**EXERCISE PROMPT:**
Count the lines in the data below that contain the string "piece" and reply with only that number.

Saved data entries:
******************************

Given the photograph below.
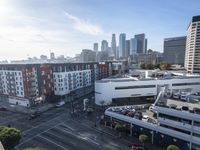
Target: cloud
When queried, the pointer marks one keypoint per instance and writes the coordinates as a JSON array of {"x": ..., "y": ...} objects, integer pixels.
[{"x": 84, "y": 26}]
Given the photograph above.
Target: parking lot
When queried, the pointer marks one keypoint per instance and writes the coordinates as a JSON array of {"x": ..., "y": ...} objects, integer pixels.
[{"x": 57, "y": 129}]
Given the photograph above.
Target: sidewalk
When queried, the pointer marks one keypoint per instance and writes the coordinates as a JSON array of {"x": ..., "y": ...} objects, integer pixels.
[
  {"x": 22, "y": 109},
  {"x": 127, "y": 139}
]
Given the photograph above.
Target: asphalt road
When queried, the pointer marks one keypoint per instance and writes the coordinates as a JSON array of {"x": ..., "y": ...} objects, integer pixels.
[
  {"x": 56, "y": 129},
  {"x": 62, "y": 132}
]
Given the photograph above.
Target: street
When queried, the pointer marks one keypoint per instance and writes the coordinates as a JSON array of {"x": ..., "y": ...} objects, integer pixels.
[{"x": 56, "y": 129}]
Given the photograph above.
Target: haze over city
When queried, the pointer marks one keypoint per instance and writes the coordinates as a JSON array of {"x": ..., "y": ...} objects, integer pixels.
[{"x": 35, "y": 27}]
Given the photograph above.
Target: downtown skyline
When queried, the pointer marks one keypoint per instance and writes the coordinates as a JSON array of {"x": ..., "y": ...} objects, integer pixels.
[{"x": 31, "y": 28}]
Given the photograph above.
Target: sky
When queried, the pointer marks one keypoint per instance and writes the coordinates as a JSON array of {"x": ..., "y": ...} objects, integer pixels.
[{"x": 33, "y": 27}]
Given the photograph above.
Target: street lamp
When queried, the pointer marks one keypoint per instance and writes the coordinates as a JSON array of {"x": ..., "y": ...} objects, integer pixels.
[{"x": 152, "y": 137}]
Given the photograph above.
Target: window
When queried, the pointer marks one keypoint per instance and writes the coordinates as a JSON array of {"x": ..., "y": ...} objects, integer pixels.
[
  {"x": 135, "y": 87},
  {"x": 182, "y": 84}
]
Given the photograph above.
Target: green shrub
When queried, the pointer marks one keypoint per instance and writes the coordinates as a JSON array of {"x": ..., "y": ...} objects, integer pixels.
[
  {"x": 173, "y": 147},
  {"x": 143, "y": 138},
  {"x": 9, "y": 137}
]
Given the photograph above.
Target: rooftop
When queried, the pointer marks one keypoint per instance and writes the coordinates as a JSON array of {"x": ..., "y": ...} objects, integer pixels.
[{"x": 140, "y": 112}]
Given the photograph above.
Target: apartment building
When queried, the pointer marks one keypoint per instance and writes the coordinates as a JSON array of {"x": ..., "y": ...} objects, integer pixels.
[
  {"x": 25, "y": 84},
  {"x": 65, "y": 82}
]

******************************

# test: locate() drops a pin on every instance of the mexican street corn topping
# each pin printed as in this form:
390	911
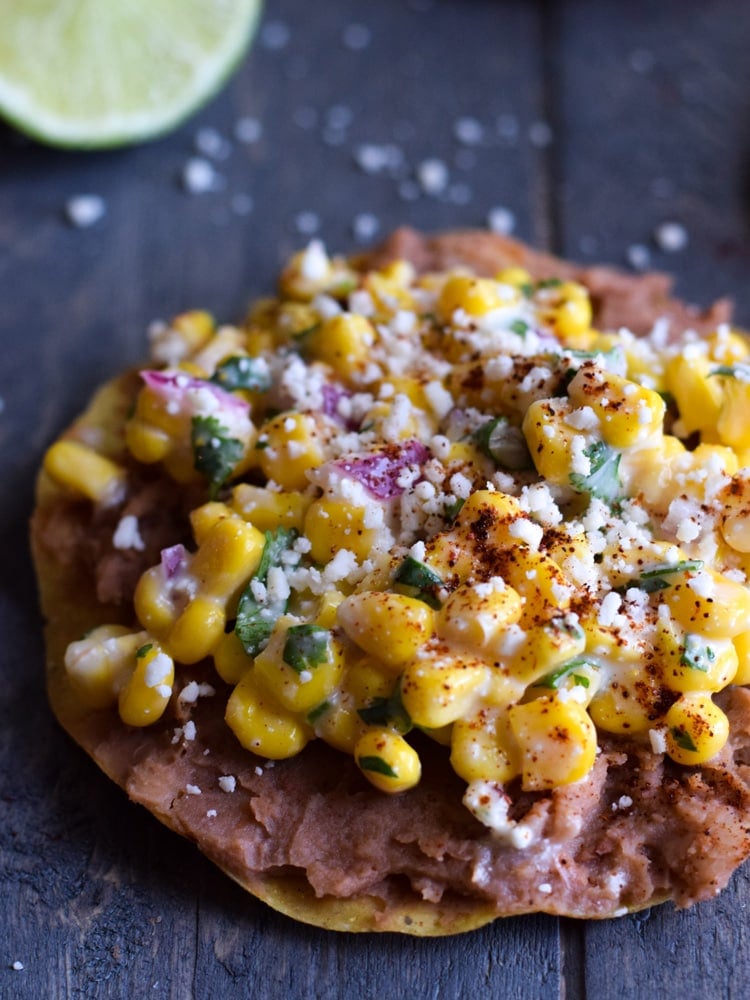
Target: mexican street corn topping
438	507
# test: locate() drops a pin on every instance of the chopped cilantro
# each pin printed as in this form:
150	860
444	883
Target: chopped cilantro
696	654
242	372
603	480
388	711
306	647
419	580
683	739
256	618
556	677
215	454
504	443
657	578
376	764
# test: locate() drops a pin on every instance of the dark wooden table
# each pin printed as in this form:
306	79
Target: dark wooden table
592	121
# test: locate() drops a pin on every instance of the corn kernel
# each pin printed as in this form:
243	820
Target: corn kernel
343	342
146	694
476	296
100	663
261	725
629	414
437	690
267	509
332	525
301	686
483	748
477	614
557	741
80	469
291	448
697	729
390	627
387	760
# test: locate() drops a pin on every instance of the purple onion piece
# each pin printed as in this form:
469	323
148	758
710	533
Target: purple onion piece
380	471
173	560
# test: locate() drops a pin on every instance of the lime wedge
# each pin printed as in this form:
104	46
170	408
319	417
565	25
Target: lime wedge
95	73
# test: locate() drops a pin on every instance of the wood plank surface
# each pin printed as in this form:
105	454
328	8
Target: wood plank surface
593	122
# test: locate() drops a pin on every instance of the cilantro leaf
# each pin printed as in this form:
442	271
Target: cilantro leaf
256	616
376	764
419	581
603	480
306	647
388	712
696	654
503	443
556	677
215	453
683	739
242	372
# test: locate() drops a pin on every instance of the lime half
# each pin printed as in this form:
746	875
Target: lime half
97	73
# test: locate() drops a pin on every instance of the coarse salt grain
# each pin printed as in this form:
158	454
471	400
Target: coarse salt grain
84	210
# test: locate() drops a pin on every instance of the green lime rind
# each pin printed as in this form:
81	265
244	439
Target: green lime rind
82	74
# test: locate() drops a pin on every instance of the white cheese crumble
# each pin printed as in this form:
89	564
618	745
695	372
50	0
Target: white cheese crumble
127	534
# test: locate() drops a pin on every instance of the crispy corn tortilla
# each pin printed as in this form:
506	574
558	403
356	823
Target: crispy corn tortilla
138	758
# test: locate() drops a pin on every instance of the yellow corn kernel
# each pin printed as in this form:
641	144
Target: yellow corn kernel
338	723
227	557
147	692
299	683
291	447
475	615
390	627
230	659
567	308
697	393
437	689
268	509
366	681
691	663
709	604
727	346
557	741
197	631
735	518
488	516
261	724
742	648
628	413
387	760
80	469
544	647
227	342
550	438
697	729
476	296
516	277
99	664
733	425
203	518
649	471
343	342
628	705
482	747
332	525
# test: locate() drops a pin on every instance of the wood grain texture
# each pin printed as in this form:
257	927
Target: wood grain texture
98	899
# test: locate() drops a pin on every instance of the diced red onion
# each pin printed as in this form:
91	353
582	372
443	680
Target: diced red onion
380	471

******************************

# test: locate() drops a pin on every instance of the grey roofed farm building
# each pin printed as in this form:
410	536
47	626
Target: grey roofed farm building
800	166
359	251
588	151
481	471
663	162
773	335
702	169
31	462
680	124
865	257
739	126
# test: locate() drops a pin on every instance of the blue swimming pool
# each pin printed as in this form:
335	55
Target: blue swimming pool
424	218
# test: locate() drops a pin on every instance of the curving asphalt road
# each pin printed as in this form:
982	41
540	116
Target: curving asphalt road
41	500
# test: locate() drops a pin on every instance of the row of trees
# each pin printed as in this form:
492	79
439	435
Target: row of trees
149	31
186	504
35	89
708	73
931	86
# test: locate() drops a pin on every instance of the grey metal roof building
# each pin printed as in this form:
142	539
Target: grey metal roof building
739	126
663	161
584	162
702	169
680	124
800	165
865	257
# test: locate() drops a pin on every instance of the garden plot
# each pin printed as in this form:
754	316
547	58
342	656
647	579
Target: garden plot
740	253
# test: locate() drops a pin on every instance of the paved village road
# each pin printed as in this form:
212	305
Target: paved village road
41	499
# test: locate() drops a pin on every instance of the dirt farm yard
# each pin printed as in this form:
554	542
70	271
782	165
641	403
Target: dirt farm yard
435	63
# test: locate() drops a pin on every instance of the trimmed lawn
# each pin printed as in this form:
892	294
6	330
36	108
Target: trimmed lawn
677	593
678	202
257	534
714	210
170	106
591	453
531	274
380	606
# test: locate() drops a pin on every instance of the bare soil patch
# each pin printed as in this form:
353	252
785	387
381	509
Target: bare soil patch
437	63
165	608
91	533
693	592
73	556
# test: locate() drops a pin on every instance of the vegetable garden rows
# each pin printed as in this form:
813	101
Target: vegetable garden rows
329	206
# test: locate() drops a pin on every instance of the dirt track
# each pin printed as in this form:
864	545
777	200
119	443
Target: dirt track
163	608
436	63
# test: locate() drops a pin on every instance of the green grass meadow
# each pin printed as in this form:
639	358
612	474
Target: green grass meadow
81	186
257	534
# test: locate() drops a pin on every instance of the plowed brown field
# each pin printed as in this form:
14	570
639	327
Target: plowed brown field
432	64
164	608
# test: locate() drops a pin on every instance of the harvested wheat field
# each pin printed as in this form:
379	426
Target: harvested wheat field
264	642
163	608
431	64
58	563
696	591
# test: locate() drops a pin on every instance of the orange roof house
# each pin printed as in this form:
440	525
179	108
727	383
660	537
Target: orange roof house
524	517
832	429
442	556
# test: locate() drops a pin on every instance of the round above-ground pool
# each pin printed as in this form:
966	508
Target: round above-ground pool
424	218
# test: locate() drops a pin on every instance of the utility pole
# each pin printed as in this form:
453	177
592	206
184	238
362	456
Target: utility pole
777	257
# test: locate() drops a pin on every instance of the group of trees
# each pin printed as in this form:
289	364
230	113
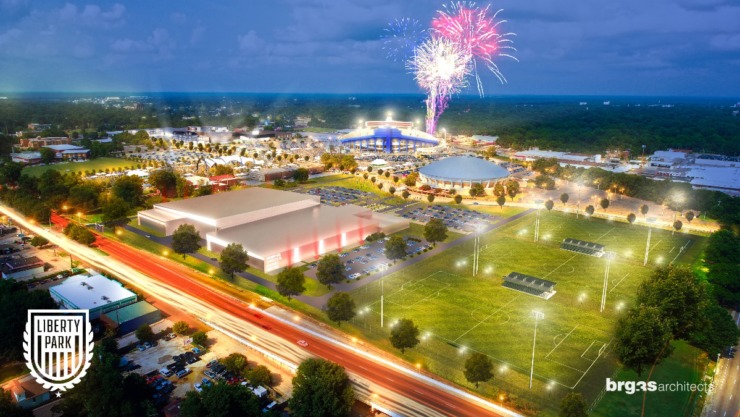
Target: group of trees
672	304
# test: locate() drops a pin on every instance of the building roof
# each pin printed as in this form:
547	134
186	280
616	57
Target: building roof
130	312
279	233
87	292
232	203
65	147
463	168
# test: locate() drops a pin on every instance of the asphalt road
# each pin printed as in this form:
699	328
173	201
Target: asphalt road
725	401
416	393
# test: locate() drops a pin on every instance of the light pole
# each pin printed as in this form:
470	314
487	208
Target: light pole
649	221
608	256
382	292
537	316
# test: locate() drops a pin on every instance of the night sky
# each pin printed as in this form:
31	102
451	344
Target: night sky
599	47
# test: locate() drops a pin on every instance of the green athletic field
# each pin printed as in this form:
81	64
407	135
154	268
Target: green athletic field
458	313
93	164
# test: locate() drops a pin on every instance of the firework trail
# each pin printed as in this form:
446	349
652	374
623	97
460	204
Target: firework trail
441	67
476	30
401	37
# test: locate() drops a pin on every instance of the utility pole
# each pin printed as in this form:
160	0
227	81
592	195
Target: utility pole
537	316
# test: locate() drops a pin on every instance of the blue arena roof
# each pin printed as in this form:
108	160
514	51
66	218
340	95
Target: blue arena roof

******************************

**SOLUTION TO THIS TASK:**
2